Aim of the exercise —
Could you filter the records below and keep only the lines with the word "rough"?

The records —
★ ★ ★ ★ ★ ★ ★
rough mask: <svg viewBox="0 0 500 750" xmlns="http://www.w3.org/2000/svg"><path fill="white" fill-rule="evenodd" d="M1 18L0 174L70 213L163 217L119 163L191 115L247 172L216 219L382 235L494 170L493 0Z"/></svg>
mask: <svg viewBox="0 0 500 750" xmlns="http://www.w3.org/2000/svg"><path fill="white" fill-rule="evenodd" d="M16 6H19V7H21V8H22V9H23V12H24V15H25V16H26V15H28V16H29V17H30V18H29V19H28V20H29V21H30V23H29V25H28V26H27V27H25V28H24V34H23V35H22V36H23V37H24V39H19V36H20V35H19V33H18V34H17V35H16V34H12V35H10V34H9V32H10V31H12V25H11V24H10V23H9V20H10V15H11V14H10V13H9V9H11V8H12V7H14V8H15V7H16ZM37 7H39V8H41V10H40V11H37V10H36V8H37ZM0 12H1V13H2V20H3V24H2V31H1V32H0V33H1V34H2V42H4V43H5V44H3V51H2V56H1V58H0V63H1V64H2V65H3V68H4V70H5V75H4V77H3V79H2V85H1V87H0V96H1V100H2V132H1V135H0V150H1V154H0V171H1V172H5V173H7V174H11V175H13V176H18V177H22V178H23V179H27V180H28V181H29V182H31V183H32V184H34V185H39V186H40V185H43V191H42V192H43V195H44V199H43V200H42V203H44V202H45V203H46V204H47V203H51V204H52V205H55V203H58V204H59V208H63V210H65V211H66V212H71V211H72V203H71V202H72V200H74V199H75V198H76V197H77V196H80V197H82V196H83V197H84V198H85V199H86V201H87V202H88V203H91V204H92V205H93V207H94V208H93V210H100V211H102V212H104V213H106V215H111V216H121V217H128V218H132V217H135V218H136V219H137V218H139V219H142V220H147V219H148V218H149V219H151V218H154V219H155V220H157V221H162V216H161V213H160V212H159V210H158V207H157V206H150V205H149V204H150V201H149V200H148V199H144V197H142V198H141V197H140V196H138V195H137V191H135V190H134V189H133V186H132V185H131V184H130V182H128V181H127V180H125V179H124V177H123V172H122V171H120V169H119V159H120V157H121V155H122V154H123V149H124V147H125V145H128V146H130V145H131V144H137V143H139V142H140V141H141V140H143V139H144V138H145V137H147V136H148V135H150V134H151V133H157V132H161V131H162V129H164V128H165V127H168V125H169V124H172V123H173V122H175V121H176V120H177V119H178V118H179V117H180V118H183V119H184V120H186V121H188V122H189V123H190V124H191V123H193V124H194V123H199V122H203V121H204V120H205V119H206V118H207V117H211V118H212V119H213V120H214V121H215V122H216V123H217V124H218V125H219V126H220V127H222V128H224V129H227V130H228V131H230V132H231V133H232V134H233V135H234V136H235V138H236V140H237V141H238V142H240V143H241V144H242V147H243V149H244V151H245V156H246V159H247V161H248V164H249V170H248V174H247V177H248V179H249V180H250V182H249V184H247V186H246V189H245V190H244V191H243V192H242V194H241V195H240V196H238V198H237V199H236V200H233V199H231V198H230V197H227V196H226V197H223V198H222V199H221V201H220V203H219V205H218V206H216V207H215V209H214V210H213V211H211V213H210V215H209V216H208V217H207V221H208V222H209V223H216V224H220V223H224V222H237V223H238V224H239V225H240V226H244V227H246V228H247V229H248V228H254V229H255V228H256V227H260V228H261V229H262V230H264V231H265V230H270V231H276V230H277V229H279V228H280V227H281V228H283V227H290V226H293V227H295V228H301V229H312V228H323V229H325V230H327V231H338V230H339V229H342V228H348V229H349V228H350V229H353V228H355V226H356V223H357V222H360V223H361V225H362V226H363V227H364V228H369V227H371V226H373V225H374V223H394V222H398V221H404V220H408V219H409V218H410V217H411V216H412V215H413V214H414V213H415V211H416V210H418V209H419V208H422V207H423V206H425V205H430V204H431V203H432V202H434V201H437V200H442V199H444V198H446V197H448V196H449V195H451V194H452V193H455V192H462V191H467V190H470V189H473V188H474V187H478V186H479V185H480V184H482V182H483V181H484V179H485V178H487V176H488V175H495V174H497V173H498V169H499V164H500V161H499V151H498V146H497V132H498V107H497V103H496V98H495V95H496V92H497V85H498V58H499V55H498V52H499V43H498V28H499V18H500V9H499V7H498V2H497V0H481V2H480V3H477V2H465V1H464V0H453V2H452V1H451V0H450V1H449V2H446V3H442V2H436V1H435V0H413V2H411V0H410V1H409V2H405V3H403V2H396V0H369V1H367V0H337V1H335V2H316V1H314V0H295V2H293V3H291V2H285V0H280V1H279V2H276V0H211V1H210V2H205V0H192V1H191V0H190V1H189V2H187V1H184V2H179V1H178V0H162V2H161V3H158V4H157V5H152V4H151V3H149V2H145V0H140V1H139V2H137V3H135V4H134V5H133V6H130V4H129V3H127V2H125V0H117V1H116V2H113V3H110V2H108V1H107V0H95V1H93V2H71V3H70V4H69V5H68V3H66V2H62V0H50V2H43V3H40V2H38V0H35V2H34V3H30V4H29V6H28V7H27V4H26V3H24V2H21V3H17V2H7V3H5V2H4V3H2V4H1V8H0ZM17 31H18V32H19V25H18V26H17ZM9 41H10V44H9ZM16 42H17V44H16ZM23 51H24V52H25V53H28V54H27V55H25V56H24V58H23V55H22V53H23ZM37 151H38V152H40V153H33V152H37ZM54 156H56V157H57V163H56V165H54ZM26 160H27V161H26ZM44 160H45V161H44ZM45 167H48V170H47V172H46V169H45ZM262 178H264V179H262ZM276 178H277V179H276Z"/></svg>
★ ★ ★ ★ ★ ★ ★
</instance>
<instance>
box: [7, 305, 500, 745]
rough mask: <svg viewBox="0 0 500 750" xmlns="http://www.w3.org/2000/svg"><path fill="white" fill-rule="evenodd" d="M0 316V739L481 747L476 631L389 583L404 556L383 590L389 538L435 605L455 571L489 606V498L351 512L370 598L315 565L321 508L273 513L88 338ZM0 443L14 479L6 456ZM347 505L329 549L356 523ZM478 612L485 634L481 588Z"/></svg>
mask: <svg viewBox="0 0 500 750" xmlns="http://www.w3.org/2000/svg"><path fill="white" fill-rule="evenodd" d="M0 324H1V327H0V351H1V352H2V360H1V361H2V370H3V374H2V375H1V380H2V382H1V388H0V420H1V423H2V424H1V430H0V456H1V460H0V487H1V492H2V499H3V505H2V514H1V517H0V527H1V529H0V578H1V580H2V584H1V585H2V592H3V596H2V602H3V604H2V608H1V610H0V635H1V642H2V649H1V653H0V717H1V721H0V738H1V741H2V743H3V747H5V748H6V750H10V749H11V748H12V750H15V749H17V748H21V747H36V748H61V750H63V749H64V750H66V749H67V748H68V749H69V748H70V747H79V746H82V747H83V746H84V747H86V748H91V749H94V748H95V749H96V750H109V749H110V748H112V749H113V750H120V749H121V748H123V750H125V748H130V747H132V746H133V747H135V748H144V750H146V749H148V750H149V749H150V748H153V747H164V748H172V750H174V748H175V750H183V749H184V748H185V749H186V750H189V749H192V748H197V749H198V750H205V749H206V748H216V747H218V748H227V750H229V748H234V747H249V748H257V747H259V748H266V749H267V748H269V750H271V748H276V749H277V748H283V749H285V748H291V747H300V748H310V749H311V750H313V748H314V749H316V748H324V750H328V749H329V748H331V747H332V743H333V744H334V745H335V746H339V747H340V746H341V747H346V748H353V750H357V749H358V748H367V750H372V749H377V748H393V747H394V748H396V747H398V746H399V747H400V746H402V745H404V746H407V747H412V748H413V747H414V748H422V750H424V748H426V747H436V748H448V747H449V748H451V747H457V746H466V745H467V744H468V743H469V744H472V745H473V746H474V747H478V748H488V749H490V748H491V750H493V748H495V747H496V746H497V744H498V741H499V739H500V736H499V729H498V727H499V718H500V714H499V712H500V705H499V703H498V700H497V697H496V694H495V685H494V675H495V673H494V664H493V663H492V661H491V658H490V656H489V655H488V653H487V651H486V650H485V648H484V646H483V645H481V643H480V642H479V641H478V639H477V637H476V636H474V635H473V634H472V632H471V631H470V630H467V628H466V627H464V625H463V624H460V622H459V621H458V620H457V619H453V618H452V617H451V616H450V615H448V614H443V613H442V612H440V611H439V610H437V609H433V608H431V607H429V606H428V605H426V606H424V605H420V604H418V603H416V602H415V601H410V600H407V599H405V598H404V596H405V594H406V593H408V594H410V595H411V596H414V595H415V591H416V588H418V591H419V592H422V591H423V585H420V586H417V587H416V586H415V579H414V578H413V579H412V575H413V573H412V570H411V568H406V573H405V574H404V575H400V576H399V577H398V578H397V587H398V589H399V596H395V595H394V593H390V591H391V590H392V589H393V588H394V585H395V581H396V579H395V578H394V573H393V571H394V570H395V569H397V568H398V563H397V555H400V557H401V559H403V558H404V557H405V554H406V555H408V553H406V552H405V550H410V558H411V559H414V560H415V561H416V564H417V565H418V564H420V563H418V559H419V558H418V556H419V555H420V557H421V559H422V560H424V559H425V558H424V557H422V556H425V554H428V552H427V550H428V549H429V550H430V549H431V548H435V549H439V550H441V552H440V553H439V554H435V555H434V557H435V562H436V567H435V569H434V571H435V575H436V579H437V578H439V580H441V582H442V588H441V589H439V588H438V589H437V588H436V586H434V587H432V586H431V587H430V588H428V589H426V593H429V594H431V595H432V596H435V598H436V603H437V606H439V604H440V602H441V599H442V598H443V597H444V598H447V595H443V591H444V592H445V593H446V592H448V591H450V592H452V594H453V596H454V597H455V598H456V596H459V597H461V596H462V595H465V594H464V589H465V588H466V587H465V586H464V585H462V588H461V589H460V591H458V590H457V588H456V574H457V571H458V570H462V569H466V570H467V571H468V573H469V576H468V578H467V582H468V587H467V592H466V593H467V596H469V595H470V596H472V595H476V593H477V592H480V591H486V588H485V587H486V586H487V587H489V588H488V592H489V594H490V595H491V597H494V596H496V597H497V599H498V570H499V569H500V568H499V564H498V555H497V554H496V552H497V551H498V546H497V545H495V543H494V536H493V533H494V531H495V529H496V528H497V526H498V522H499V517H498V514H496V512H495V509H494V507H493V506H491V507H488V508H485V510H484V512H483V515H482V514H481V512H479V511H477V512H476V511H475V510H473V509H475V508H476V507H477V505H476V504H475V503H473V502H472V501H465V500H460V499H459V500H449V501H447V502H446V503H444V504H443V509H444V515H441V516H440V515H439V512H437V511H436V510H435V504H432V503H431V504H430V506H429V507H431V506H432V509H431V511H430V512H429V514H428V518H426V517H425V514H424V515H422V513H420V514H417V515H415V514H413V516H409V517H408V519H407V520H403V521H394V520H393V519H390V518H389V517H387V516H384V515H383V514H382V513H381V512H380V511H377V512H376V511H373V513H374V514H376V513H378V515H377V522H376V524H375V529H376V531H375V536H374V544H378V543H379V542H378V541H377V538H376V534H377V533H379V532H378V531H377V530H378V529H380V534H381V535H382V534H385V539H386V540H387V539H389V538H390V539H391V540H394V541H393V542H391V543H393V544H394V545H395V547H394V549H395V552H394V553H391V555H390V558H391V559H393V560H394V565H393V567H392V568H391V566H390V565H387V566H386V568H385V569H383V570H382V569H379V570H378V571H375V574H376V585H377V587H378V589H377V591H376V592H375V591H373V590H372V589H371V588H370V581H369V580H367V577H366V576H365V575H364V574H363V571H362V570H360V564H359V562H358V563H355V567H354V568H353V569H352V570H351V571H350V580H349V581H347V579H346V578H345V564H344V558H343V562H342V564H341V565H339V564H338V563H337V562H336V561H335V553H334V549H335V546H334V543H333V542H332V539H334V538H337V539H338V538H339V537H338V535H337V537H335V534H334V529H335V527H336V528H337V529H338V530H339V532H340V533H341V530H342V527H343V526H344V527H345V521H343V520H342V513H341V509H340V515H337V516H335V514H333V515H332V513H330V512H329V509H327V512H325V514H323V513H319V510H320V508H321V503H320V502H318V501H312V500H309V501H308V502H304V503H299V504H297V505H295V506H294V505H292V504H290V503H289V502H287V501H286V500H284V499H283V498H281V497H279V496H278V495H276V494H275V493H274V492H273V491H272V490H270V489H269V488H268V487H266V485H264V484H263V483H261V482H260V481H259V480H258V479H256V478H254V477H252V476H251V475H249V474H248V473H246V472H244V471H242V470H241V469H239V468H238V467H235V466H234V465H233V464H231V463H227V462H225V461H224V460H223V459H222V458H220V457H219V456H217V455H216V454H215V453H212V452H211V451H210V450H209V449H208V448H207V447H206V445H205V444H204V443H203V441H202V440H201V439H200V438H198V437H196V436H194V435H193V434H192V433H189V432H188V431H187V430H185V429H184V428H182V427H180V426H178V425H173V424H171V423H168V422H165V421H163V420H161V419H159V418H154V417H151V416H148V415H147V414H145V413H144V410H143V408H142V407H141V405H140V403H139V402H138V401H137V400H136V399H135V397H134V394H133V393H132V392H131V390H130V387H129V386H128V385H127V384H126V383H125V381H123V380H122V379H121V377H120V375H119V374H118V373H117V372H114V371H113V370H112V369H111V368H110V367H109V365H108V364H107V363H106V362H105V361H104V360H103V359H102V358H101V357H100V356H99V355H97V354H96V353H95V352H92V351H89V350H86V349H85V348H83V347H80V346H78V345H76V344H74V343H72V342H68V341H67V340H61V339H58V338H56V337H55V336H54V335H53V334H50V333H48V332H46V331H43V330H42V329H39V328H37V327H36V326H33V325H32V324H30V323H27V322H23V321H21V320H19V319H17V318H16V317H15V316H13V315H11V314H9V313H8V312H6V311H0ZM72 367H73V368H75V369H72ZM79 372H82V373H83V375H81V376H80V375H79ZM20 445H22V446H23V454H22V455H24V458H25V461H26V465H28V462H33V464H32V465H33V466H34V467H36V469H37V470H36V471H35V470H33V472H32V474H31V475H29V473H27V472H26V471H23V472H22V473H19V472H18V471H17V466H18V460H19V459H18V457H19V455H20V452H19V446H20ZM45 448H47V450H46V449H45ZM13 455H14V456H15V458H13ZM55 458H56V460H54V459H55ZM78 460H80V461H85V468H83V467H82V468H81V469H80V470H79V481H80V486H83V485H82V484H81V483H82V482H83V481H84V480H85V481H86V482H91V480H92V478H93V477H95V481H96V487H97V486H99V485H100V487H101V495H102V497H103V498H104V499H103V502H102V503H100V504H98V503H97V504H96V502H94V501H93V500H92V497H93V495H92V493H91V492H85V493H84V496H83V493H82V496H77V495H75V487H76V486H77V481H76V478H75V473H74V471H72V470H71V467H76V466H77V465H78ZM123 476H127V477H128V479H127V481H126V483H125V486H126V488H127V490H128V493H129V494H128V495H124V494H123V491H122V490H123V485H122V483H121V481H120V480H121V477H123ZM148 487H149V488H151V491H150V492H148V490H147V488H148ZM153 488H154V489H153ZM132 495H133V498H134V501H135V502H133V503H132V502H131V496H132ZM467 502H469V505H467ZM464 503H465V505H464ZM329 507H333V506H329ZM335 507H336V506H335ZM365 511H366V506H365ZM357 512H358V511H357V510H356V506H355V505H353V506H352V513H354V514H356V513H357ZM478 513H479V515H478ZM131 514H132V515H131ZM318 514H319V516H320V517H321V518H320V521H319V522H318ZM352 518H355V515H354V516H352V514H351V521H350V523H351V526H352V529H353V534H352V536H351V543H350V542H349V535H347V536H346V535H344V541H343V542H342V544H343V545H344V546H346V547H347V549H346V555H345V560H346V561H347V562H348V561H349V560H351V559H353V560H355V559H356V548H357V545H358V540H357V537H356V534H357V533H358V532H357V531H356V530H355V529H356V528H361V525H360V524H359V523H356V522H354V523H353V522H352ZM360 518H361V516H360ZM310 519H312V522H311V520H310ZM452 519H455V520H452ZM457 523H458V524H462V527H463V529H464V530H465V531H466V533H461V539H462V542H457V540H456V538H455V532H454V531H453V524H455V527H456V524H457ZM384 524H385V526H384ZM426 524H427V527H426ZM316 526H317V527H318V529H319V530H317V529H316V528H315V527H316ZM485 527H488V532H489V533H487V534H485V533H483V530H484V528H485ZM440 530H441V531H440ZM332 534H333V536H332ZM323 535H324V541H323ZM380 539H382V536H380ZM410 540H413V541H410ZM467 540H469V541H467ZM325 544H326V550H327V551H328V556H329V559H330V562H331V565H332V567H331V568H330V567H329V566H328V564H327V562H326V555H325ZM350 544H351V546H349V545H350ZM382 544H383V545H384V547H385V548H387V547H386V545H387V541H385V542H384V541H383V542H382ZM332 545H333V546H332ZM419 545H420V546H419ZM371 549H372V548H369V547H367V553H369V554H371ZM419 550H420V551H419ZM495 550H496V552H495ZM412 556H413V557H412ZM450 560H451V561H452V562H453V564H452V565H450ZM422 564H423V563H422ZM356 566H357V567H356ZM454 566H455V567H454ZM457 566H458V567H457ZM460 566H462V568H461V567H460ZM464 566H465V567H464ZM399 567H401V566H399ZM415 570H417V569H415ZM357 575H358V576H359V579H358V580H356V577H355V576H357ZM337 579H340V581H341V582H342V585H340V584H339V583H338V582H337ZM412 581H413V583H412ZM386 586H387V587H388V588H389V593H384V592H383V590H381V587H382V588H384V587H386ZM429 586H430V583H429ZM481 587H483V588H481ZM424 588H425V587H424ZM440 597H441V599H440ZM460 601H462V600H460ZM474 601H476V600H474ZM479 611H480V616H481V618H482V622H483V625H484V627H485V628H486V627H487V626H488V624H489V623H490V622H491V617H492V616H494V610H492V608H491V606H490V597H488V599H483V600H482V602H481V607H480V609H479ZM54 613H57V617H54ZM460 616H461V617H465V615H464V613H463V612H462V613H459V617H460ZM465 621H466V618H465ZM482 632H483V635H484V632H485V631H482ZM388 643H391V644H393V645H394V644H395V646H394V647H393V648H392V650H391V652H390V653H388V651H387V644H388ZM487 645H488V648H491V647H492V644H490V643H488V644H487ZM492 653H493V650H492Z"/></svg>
★ ★ ★ ★ ★ ★ ★
Exercise output —
rough mask: <svg viewBox="0 0 500 750" xmlns="http://www.w3.org/2000/svg"><path fill="white" fill-rule="evenodd" d="M1 18L0 174L70 213L163 217L119 163L191 115L247 172L216 219L382 235L494 170L493 0Z"/></svg>
rough mask: <svg viewBox="0 0 500 750" xmlns="http://www.w3.org/2000/svg"><path fill="white" fill-rule="evenodd" d="M0 316V739L481 747L476 631L389 583L404 556L383 590L389 538L435 605L455 571L489 606V498L351 512L370 598L315 565L321 508L273 513L88 338ZM0 443L14 479L6 456ZM347 505L329 549L356 523ZM478 612L485 634L481 588Z"/></svg>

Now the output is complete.